#### [Text section]

Cleatus died at 9 weeks, 2 days according to the ultrasound. That was the day of the concert - the first day I needed maternity clothes. The D&C was last night here in Jackson. He was with me exactly 12 weeks. 12 weeks and you are supposed to be so much safer. Less risk. Everything is supposed to be alright.
They gave me plenty of prescriptions for pain, but none of them can touch where it really hurts.
Thursday, December 21, 2006
Believing in miracles is something that I don't do. Miracles happened in the Bible to tell stories. Stories were told in the Bible to teach us something and connect us under a common faith. There was a scientific reason the water turned to wine, or it was just a story. I didn't care which, because my faith has never been based on a literal interpretation of the Bible.
Someone recently commented on my spirituality or lack thereof. It is interesting to me that anyone feels they can judge how spiritual another person is or is not. To me, spirituality is a personal thing. Someone can comment on how unreligious I have become, but they have no idea about my spirituality.
It is all in the definitions of the words. I realized that when I started thinking about my momma and the miracle we seem to have been given. What I realized was that I had been defining the word much too narrowly. If I take a step back and look at a miracle as being given something that you didn't expect and didn't deserve, then my life becomes riddled with miracles.
My momma was not supposed to go into remission. Two months ago, she lay in a hospital bed, being sustained by a life support system, ovarian cancer taking over the spaces in her abdomen where she used to have ovaries and a uterus. Today, she is at home, taking care of herself and my father. She has been declared in remission. No cancer. Maybe next time, but right now, there is no cancer.
Maybe there is an explanation. Maybe there was something in their home in California that acted as a toxin. Maybe it took this long for the chemo to work. Maybe she ate some magic beans. I don't really care. I'm accepting that while there is most likely a medical explanation for what has happened, we will never know it, and I should accept that it is a miracle. It is something we didn't expect and didn't deserve. It is a gift.
As I sit in my music room, blogging here, there is another miracle. Lovely is sitting at our piano, playing her little heart out. "Jingle Bells" and other Christmas tunes are ringing out, along with her running commentary on whatever wrong notes she might hit. Having her for a stepdaughter is something I never expected and did nothing to deserve. She is a gift.
Most of the people in my life right now are miracles by my new definition. Guy of course. The timing of our finding each other had to have been a miracle. Loving his family like I do - miracle.
Boo and Pilot, miracles. Having them in our lives has been nothing short of one. She got me the gig with Dude, has been the best friend I've made in this town, and most amazingly, she has stood by me with unfailing loyalty. It's nothing I expected or deserved.
My students, all miracles. I have had so many changes and moves in my life the past couple of years, and they are still with me. It's certainly nothing I expected or deserved, so I deem them miracles as well. Their playing and determination is miraculous too, and I'm not just saying that for the brave one who reads these thoughts although she is definately one of the miracles in my life.
Finally, how on earth could I make it through this pregnancy without believing in miracles? Everytime I read an update on the changes in this baby from week to week, I am in awe of what is going on inside me. I am also completely freaked out by how very little control I have over it. Sure, there are medical explanations, and women have been having babies forever, but this is my miracle. Something I didn't expect. Something I didn't earn. Something I wanted so badly. Something I'm sharing with the other biggest miracle in my life, Guy.

(Dataset items)
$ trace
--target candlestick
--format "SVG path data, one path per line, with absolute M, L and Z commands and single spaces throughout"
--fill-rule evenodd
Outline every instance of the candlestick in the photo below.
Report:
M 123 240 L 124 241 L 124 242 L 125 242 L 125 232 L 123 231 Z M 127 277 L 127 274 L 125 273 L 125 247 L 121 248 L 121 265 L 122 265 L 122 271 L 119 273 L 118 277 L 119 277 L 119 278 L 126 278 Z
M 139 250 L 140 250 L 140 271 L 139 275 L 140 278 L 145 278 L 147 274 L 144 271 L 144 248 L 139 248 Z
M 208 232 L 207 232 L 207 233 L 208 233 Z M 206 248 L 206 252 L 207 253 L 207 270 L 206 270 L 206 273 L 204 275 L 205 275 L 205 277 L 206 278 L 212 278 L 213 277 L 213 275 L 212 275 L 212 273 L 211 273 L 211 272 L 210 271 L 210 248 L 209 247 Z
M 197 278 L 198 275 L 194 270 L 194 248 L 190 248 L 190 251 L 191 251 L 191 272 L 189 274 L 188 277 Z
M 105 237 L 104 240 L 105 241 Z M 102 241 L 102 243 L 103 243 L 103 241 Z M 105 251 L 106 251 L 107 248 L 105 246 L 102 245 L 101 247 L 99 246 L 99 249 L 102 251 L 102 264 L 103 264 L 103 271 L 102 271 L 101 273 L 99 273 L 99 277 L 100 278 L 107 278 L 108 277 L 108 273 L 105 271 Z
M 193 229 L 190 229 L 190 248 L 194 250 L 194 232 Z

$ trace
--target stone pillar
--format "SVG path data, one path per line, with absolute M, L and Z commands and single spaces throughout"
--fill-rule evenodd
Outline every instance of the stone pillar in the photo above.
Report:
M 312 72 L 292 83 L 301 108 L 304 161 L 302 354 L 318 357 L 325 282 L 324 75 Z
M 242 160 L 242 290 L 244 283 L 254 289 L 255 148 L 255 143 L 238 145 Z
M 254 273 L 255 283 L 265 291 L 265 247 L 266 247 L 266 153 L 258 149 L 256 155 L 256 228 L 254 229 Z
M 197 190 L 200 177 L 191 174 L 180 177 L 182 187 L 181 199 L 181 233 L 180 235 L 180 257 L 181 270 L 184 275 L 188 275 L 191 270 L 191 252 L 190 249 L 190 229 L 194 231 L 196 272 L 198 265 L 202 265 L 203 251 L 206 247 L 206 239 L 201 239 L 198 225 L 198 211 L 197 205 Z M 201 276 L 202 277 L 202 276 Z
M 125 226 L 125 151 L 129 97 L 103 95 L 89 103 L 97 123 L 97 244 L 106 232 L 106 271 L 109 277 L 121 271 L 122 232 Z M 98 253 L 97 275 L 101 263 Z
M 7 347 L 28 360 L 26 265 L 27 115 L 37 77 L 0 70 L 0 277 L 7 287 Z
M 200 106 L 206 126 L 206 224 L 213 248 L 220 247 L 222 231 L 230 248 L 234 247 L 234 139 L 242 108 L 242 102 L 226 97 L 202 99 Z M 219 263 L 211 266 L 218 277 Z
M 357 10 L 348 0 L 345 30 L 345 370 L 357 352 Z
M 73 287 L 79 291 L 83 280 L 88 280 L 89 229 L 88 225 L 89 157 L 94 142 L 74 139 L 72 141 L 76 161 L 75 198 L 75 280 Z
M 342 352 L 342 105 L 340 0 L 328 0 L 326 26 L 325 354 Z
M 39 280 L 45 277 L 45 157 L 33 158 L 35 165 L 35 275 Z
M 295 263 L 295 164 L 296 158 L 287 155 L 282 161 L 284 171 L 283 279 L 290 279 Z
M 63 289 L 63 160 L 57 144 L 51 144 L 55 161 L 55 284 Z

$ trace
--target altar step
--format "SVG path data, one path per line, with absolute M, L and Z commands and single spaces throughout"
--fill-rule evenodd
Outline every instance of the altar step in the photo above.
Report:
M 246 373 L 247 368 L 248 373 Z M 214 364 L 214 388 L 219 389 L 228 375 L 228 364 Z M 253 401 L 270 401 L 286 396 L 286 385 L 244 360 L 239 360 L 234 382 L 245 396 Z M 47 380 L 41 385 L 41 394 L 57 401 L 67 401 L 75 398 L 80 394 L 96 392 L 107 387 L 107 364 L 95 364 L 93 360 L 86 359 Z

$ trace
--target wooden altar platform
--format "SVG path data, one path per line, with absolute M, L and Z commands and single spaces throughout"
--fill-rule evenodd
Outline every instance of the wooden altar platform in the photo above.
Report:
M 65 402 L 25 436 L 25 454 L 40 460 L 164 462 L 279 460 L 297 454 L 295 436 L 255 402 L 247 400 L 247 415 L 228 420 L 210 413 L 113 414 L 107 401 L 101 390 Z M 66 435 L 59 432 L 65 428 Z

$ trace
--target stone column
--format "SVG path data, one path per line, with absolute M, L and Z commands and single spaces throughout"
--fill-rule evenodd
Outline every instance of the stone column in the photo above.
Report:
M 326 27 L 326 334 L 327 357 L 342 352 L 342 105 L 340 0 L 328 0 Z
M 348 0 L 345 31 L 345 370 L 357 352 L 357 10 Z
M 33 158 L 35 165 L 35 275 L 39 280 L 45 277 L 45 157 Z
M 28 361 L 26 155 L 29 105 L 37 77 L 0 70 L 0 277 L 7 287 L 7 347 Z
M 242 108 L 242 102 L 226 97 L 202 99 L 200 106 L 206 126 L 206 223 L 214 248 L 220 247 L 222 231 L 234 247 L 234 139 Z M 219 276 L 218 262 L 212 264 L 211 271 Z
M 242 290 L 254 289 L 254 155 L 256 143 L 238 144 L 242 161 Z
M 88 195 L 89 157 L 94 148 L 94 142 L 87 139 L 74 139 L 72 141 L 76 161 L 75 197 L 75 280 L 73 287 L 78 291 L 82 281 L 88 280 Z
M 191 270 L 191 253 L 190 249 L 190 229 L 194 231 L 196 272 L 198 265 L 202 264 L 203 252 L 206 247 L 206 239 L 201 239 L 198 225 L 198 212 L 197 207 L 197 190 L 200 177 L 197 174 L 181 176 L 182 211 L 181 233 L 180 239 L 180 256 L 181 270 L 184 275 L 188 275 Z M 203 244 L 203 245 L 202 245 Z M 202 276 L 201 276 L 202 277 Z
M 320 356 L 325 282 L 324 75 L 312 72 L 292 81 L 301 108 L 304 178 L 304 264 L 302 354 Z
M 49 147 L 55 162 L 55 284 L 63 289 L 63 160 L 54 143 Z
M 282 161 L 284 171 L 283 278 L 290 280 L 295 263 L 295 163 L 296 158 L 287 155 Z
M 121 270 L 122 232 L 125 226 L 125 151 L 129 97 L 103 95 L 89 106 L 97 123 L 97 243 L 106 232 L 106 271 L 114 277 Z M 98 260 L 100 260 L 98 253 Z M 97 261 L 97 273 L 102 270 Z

#### [Exercise objective]
In the blog post, what song is named among the Christmas tunes Lovely plays on the piano?

#### [Result]
"Jingle Bells"